START Extracted data
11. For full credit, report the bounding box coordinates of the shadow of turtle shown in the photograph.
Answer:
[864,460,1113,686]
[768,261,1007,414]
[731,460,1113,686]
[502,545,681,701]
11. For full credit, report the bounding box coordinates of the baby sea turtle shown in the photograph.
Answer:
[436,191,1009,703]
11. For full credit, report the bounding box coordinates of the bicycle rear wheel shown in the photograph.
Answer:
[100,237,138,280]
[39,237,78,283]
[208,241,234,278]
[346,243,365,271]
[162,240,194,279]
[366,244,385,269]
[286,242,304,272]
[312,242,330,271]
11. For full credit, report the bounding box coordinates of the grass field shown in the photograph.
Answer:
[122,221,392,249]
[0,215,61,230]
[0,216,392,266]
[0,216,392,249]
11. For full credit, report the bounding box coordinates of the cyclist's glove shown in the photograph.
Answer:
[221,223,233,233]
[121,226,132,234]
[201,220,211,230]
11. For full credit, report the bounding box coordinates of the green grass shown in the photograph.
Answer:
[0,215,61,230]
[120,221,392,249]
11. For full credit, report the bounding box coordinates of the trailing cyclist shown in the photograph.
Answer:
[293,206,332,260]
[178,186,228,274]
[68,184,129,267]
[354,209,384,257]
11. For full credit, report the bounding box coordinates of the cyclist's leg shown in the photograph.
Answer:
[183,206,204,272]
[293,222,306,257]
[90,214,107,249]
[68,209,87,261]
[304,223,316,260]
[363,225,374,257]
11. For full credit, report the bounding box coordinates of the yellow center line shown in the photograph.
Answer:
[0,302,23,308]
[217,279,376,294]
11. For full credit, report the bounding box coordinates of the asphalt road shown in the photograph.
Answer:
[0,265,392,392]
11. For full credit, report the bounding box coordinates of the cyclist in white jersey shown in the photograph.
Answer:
END Extracted data
_Exercise task_.
Please return every one of the lines above word for word, changing nothing.

_Answer_.
11. For full credit, report the bounding box coordinates of the shadow of turtle shown in the photograph.
Answer:
[864,460,1113,686]
[768,261,1007,414]
[731,460,1113,686]
[502,545,681,701]
11. For full credit, report the bounding box coordinates of the baby sea turtle shown in the photograph.
Answer:
[436,191,1009,703]
11. For full credit, report the bounding box coordinates of the bicycle rear wheel shown in the photograph.
Answer:
[100,237,138,280]
[39,237,78,283]
[208,241,234,278]
[346,243,365,271]
[162,240,194,279]
[366,244,385,269]
[286,242,304,272]
[312,242,330,271]
11. For full credit, report the bounding box coordinates of the grass field shown in the photograph.
Answer:
[122,221,392,249]
[0,215,61,230]
[0,216,392,266]
[0,216,392,249]
11. For full credit, report the bounding box coordinates of the cyclist's glove shown in the photograph.
Answer:
[221,223,233,233]
[121,226,132,234]
[201,220,211,230]
11. For full credit, report the bounding box coordinates of the green grass shown in the photograph.
Answer:
[0,215,61,230]
[120,221,392,249]
11. For full credit, report the bounding box coordinates of the trailing cyclist shown in the photograph.
Answer:
[293,206,332,260]
[178,186,228,274]
[68,184,129,267]
[354,209,384,257]
11. For full credit, report the bounding box coordinates of the cyclist's leg shown in the photograph.
Answer:
[183,206,204,272]
[293,222,306,257]
[90,214,107,249]
[68,209,87,261]
[304,223,316,260]
[363,225,374,257]
11. For full credit, report the bounding box coordinates of the yellow center line shown in the photograph.
Answer:
[0,302,23,308]
[217,279,376,294]
11. For full credit, report the bounding box coordinates of the asphalt road shown in the photograph.
Answer:
[0,265,392,392]
11. For full credit, report the bounding box coordinates of the cyclist in white jersey shown in the photograph.
Answer:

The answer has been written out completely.